• Задания:
• 1. Выпишите из текста об «Общине» все упомянутые в нём даты и годы.
• 2. Какой стратегии, согласно тексту об «Общине», придерживалась «Община», отмежевавшись от государственно-коммунистической и либеральной идеологии?
─── Извлечённый текст
Декларация оспаривала как право марксистско-ленинской идеологии считаться социалистической, так и приверженность свободе сторонников западной модели общества. "Общинники" демонстрировали свою приверженность народничеству в его антиавторитарном варианте: "Нет и не может быть освобождения человеческой личности вне социализма, поставившего себе целью ликвидацию классов и отмирание государства. Эту социальную и нравственную цель прекрасно выразил выдающийся русский революционер П. Лавров: "Боевой клич рабочего социализма заключен в двух формулах: прекращение эксплуатации человека человеком, прекращение управления человека человеком!""Ни буржуазная демократия, ни казарменный коммунизм не обеспечат свободного развития личности. Еще М. А. Бакунин говорил: "Свобода без социализма – это привилегия и несправедливость, социализм без свободы – это рабство и скотство". Развивая эту мысль, декларация обрушивается на планы и тоталитарной, и буржуазной "модернизации". Таким образом "Община" недвусмысленно отмежевалась как от государственно-коммунистической, так и от либеральной идеологии, придерживаясь стратегии "третьего пути". Но это не исключало тактического сотрудничества с коммунистами и либералами. Декларация содержала своего рода сигнал для такого сотрудничества: "Поэтому мы, как сторонники полного освобождения личности и приверженцы идеалов гуманизма, разделяем провозглашенный в октябре 1917 года курс на построение бесклассового и безвластного коммунистического общества". Но основные надежды "общинники" связывали с ростом массового движения снизу: "Одной из форм народной поддержки перестройки стало самодеятельное движение общественных и общественно-политических клубов, действующих в социально-политических, эколого-культурных и других сферах. В этом движении мы видим один из путей общественного самоуправления, вытеснения им административно-бюрократических структур". Несмотря на то, что в 1987 году надежды на массовое народное движение большинству наблюдателей казались утопичными, именно с ним будут связаны успехи и неудачи не только "общинного социализма", но и всей перестройки.
ДВА ПОКОЛЕНИЯ
БЛАГОДАРЯ ЗНАКОМСТВУ с "ксишниками" участники студенческой группы получили и новые контакты в оппозиционной и научной среде, и новую "крышу". 12 мая Клуб социальных инициатив стал коллективным членом Советской социологической ассоциации. Федералисты начали переговоры о вхождении в клуб на правах коллективного членства. Опасаясь оказаться в подчинении клуба (фобия зависимости характерна для неформалов вообще), историки добились очень широкой автономии, но, как оказалось, автономия не мешала использовать юных и неопытных неофитов во внутриксишной борьбе.
Лидеры клуба вскоре стали демонстрировать свое молодое пополнение общественности. Они приглашали "общинников" на встречи с разнообразной либеральной партийной и интеллигентской публикой.
──────
─── Выдержка из данных
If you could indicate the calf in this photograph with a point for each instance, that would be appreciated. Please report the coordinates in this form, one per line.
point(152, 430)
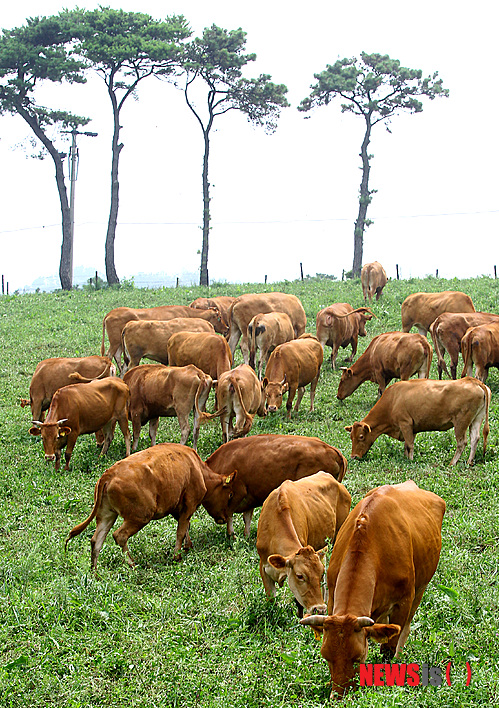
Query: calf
point(149, 338)
point(295, 522)
point(115, 320)
point(263, 462)
point(340, 325)
point(166, 479)
point(266, 332)
point(239, 395)
point(76, 410)
point(291, 367)
point(421, 309)
point(209, 352)
point(157, 391)
point(385, 555)
point(480, 346)
point(388, 356)
point(373, 279)
point(51, 374)
point(410, 407)
point(245, 307)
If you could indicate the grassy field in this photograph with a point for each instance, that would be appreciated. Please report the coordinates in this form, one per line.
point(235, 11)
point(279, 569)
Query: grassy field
point(200, 632)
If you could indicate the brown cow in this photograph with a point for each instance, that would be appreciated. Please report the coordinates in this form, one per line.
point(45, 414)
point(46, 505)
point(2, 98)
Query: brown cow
point(410, 407)
point(51, 374)
point(116, 319)
point(209, 352)
point(447, 332)
point(373, 279)
point(149, 338)
point(385, 555)
point(388, 356)
point(221, 302)
point(295, 522)
point(76, 410)
point(265, 332)
point(421, 309)
point(157, 391)
point(245, 307)
point(480, 346)
point(166, 479)
point(239, 394)
point(263, 462)
point(340, 325)
point(291, 367)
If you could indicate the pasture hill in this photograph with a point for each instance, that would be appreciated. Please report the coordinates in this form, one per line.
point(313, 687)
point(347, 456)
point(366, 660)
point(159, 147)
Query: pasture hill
point(200, 632)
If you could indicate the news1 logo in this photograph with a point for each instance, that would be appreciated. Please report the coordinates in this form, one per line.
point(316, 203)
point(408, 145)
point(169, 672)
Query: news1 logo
point(407, 675)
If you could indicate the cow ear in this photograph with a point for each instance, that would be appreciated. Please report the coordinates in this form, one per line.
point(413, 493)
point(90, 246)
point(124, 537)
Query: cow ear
point(277, 561)
point(383, 632)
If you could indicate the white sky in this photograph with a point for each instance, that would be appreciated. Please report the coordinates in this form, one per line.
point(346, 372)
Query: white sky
point(286, 198)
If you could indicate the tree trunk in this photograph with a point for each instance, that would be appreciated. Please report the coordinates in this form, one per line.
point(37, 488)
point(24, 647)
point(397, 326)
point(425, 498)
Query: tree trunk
point(364, 201)
point(111, 275)
point(65, 266)
point(203, 274)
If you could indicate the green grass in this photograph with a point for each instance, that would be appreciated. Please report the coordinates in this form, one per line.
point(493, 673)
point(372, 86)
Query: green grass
point(200, 632)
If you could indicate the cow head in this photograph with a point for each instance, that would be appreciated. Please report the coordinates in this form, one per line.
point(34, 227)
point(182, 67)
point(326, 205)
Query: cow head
point(220, 491)
point(304, 570)
point(345, 646)
point(273, 392)
point(348, 383)
point(362, 438)
point(54, 438)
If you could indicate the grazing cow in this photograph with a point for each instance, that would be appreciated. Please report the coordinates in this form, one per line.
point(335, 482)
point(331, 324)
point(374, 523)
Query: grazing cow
point(245, 307)
point(76, 410)
point(291, 367)
point(340, 325)
point(373, 279)
point(209, 352)
point(421, 309)
point(480, 346)
point(51, 374)
point(295, 522)
point(239, 395)
point(385, 555)
point(388, 356)
point(263, 462)
point(116, 319)
point(447, 332)
point(166, 479)
point(410, 407)
point(157, 391)
point(149, 338)
point(266, 332)
point(221, 302)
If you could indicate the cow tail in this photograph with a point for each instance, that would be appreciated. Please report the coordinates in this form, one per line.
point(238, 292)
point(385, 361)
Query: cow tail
point(103, 337)
point(100, 488)
point(203, 416)
point(442, 366)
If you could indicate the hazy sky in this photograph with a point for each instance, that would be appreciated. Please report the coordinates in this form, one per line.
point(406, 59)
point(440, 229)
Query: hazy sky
point(286, 198)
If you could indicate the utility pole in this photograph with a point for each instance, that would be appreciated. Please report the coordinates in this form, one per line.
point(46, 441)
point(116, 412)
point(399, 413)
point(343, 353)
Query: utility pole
point(74, 158)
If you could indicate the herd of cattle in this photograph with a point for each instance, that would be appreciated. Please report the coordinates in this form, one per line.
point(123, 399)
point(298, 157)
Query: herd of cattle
point(386, 549)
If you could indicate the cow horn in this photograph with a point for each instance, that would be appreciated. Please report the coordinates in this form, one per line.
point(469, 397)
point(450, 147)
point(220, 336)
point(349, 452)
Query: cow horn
point(364, 622)
point(313, 620)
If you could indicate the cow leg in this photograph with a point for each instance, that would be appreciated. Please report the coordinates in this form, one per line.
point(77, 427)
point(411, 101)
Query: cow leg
point(247, 516)
point(301, 391)
point(104, 523)
point(153, 430)
point(127, 529)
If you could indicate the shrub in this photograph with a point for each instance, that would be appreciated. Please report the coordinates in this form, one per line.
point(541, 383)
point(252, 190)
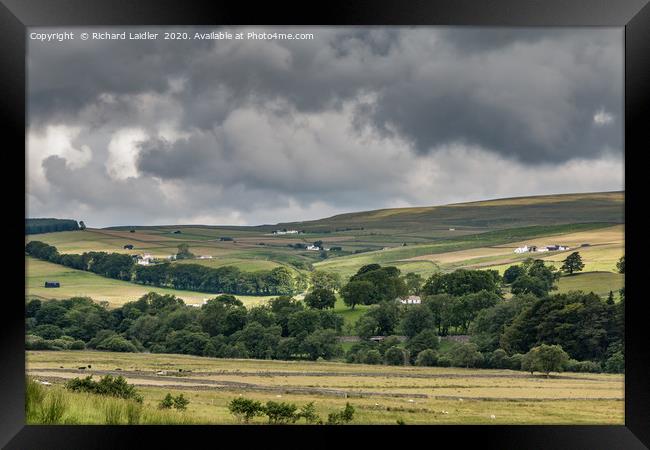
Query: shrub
point(180, 402)
point(167, 402)
point(53, 408)
point(372, 357)
point(499, 359)
point(308, 412)
point(341, 417)
point(113, 412)
point(514, 361)
point(245, 409)
point(466, 355)
point(281, 412)
point(426, 357)
point(133, 413)
point(615, 363)
point(34, 395)
point(107, 385)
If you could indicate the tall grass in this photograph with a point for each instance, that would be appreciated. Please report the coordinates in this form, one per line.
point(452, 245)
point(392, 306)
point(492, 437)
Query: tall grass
point(53, 408)
point(133, 412)
point(34, 396)
point(113, 410)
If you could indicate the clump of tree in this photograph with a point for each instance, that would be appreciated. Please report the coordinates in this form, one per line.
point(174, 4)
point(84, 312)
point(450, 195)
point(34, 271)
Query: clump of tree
point(373, 284)
point(246, 409)
point(545, 358)
point(222, 327)
point(533, 276)
point(572, 263)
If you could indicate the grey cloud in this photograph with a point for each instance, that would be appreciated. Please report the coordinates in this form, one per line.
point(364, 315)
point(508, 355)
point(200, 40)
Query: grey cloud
point(346, 121)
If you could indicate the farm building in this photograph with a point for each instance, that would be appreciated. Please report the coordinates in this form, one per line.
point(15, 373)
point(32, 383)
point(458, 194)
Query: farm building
point(145, 259)
point(410, 300)
point(286, 232)
point(554, 248)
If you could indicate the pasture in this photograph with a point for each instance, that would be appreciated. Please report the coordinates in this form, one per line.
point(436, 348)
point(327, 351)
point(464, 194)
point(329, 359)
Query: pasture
point(379, 394)
point(77, 283)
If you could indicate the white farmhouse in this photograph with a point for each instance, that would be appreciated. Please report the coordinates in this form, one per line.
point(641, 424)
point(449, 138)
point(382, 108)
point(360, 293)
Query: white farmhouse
point(411, 300)
point(145, 259)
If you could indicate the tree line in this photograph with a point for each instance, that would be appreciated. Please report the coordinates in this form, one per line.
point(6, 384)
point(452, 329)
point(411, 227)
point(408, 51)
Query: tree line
point(222, 327)
point(35, 226)
point(192, 277)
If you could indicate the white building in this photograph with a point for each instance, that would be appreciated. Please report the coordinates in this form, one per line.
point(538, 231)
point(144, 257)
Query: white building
point(286, 232)
point(145, 259)
point(411, 300)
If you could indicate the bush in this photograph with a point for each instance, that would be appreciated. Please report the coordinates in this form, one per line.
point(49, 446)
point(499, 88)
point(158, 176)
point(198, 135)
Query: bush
point(34, 396)
point(426, 357)
point(133, 412)
point(396, 356)
point(444, 361)
point(113, 412)
point(107, 385)
point(514, 361)
point(167, 402)
point(372, 357)
point(281, 412)
point(341, 417)
point(180, 402)
point(245, 409)
point(466, 355)
point(615, 363)
point(308, 412)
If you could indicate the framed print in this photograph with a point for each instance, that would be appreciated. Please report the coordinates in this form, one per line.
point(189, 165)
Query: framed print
point(256, 221)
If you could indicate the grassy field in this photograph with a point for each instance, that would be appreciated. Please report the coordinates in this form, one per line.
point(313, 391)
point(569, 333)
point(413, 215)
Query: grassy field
point(379, 394)
point(597, 282)
point(441, 238)
point(77, 283)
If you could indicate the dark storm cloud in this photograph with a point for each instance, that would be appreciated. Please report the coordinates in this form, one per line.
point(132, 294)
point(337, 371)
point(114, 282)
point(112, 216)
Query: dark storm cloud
point(527, 94)
point(358, 118)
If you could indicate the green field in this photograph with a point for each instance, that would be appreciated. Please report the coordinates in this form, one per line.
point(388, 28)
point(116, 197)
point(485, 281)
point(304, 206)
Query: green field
point(77, 283)
point(600, 283)
point(379, 394)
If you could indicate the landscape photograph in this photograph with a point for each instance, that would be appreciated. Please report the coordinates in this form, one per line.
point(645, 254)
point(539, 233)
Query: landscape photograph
point(325, 226)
──────
• Ответы по заданиям:
• 1.
- октябрь 1917 года
- 1987 год
- 12 мая

• 2. Стратегии «третьего пути».